# Interpretation lin-log regression where the covariate is log(x1 + 1) transformed

I have a lin-log regression model like

$$Y = b_0 + b_1 \log(x_1 + 1) + e.$$

The distribution of $x_1$ is very skewed, thus I use the natural logarithm to get a more Gaussian like distribution. Because 3 out of 100 values have zero as entry I add a constant c, in my case plus 1, to avoid -Inf.

The resulting estimation of $b_1$ is about -0.14.

Without the constant the interpretation is clear: a 1% change in $x$ results in a $0.01\cdot b_1$ change in $y$.

I struggle with the constant. How can I account for it in my interpretation? If I change the value of c I get, of course, other estimates. I have chosen + 1 because this results in positive log values (the values of $x_1$ are originally positive too).

Or should I add a small value just to the three 0s?
=======
WRITTEN TASKS >>
**1.** In the regression question, how many of the 100 values of $x_1$ are zero?
**2.** Check each statement against the regression question. Answer yes or no, and quote the words that decide it: (a) the estimate of $b_1$ is about -0.14; (b) the author transforms $x_1$ with a base-10 logarithm; (c) the original values of $x_1$ are negative.
**3.** Rewrite the regression question starting at "# Interpretation lin-log" and ending at "change in $y$.", putting "lopsided" in place of "skewed".

PROVIDED INFORMATION >>
=======
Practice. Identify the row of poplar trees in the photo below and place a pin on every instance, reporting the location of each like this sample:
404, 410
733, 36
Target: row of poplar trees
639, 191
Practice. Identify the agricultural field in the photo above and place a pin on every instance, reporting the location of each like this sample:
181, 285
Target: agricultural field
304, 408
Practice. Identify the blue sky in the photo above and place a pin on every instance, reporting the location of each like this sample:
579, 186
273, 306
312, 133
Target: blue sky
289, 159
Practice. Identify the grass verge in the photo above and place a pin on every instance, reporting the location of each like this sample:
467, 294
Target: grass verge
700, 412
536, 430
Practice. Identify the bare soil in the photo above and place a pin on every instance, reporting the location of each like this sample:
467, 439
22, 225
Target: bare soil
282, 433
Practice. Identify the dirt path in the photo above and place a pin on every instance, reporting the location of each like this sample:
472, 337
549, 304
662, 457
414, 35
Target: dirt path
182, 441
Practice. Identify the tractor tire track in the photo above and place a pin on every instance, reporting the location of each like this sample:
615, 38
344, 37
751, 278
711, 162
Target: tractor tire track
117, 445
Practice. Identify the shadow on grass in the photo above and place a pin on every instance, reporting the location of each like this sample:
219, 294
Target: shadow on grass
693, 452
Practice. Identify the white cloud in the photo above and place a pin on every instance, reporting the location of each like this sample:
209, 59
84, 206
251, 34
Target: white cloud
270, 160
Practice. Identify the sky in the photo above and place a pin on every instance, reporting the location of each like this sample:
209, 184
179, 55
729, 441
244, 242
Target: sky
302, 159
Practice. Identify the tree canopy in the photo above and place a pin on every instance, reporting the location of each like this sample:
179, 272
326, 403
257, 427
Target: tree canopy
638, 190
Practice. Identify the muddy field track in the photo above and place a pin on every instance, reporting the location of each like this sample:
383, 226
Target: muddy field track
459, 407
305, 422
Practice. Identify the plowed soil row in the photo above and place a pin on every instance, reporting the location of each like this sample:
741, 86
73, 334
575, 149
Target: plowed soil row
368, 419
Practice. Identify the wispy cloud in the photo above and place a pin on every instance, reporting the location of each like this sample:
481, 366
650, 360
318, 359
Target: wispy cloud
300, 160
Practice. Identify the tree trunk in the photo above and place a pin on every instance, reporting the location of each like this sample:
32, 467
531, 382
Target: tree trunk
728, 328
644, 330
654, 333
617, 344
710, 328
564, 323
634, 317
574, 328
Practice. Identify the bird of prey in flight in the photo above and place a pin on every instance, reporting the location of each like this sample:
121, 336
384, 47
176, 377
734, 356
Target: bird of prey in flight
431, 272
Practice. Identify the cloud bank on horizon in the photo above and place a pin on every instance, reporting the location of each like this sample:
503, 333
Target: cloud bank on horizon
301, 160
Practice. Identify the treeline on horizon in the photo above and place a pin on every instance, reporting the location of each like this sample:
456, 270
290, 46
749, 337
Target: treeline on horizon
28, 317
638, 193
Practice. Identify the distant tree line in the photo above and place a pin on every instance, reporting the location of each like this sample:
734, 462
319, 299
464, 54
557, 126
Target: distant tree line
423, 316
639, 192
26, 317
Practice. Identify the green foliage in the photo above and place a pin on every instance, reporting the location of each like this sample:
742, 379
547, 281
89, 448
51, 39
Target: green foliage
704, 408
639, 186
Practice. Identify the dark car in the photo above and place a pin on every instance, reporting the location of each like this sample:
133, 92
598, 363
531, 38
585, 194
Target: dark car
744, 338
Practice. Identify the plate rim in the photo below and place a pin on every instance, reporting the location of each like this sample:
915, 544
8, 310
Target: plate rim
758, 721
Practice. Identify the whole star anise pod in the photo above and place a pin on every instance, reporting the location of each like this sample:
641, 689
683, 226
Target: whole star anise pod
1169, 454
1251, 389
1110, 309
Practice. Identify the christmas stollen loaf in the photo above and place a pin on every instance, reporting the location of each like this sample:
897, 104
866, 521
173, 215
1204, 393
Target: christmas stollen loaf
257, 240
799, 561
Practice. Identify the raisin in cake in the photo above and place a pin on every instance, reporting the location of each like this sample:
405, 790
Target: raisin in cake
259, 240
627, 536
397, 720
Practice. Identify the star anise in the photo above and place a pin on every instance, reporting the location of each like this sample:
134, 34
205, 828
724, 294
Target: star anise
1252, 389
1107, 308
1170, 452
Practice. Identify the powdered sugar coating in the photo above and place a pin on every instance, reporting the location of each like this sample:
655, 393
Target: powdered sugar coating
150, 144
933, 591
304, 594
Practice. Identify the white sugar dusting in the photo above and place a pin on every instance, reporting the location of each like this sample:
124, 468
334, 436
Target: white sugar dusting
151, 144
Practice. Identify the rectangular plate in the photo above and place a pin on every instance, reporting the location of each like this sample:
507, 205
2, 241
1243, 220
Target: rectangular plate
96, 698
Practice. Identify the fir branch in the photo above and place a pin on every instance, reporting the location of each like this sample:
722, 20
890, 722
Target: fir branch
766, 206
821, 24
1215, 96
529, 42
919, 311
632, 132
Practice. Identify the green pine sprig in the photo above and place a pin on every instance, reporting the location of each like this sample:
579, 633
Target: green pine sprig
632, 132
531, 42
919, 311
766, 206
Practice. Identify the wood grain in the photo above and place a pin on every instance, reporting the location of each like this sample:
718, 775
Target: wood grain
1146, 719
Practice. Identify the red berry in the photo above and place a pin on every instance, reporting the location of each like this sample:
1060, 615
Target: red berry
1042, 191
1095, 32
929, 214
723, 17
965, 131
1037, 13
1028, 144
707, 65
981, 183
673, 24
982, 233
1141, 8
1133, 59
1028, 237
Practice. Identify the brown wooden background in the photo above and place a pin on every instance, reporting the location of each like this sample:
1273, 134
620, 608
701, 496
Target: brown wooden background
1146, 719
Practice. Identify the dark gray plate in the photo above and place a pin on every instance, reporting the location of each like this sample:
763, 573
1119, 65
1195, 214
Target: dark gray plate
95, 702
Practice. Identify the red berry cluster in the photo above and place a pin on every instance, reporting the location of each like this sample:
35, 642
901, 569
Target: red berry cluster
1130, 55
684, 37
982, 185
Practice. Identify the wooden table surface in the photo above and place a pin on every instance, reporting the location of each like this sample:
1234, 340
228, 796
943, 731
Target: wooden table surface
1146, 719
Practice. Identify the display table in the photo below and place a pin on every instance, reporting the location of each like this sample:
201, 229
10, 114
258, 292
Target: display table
=======
RESULTS BY TASK >>
**1.** Three of the 100 values are zero.

**2.**
(a) Yes: "The resulting estimation of $b_1$ is about -0.14."
(b) No: "I use the natural logarithm"
(c) No: "the values of $x_1$ are originally positive too"

**3.**
# Interpretation lin-log regression where the covariate is log(x1 + 1) transformed

I have a lin-log regression model like

$$Y = b_0 + b_1 \log(x_1 + 1) + e.$$

The distribution of $x_1$ is very lopsided, thus I use the natural logarithm to get a more Gaussian like distribution. Because 3 out of 100 values have zero as entry I add a constant c, in my case plus 1, to avoid -Inf.

The resulting estimation of $b_1$ is about -0.14.

Without the constant the interpretation is clear: a 1% change in $x$ results in a $0.01\cdot b_1$ change in $y$.